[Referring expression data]
::::
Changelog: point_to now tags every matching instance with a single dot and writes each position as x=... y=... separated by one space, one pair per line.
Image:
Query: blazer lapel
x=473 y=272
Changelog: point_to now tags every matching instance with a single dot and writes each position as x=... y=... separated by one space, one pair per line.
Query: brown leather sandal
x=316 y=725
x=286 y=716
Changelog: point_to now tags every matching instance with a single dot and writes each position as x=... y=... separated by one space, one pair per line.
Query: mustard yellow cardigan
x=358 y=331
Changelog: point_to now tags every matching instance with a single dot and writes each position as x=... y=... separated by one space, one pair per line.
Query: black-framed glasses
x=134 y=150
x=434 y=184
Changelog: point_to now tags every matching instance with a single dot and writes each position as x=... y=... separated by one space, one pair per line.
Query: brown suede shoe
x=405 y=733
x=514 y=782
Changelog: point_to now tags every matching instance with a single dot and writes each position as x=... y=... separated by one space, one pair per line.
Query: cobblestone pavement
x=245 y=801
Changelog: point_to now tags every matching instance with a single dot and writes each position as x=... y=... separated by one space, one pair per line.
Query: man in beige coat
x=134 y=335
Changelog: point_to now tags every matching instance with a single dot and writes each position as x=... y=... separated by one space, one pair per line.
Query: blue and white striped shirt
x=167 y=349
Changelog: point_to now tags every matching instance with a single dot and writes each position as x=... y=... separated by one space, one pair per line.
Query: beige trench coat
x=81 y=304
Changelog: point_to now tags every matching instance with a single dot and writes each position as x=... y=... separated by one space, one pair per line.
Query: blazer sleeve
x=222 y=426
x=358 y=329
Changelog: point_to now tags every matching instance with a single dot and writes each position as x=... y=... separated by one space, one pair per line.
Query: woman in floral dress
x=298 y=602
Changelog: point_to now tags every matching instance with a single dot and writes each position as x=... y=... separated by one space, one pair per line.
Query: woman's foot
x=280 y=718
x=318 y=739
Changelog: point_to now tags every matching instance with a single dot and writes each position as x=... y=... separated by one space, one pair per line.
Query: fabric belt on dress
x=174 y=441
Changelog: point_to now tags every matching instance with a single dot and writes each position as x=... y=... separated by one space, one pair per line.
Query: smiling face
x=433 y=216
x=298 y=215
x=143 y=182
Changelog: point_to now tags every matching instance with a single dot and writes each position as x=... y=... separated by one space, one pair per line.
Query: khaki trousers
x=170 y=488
::::
**ABOUT THIS TASK:** All entries must come back exactly as they were written.

**TASK OUTPUT:**
Changelog: point_to now tags every matching instance with a single dot and writes each position as x=... y=... separated by one space, one pair per line.
Image:
Query: blazer lapel
x=473 y=272
Changelog: point_to now tags every matching instance with a single dot and writes each position as x=... y=... separated by one space, one pair per line.
Query: brown leather sandal
x=316 y=725
x=286 y=716
Changelog: point_to now tags every matching instance with a single dot and writes each position as x=... y=... separated by one space, one pair per line.
Query: mustard yellow cardigan
x=358 y=331
Changelog: point_to now tags every matching instance with a single dot and writes each position as x=... y=... separated by one space, one pair per line.
Query: black-framed glasses
x=134 y=150
x=434 y=184
Changelog: point_to now tags every matching instance with a single dot and writes each position as x=... y=... separated by one space, one pair per line.
Query: brown suede shoe
x=405 y=733
x=514 y=782
Changelog: point_to now tags every matching instance with a single dot and writes each position as x=... y=... separated by one space, one pair per line.
Query: cobblestone pavement
x=245 y=801
Changelog: point_to now tags every matching instance with a single dot and writes each position as x=... y=... separated by one space, one pair per line.
Query: man in beige coat
x=134 y=335
Changelog: point_to now tags every matching instance with a single dot and writes each position as x=... y=... separated by one space, one pair per line.
Query: blue and white striped shirt
x=167 y=349
Changelog: point_to now tags every matching instance with a single dot and writes each position as x=... y=... separated by one space, one pair per line.
Query: beige trench coat
x=81 y=304
Changelog: point_to now tags every matching instance with a single dot and writes each position as x=... y=... separated by one space, one pair per line.
Query: blazer sleeve
x=222 y=426
x=358 y=329
Changelog: point_to now tags every matching instance with a single dot and writes each position as x=... y=... separated by one space, one pair per line.
Query: woman in floral dress
x=298 y=602
Changelog: point_to now tags every matching instance with a single dot and writes each position as x=... y=... separated by one space, one pair per line.
Query: woman's foot
x=280 y=718
x=318 y=739
Changelog: point_to now tags every matching instance with a single dot and writes each position as x=... y=... separated by one space, one pair per line.
Query: fabric belt on dress
x=174 y=441
Changelog: point_to now tags every matching instance with a single dot and writes each position as x=... y=... separated by one space, one pair per line.
Query: smiling face
x=433 y=216
x=298 y=215
x=143 y=182
Changelog: point_to now tags every matching instance with a single dot and writes each position as x=... y=... separated by one space, one pair per line.
Query: khaki trousers
x=170 y=488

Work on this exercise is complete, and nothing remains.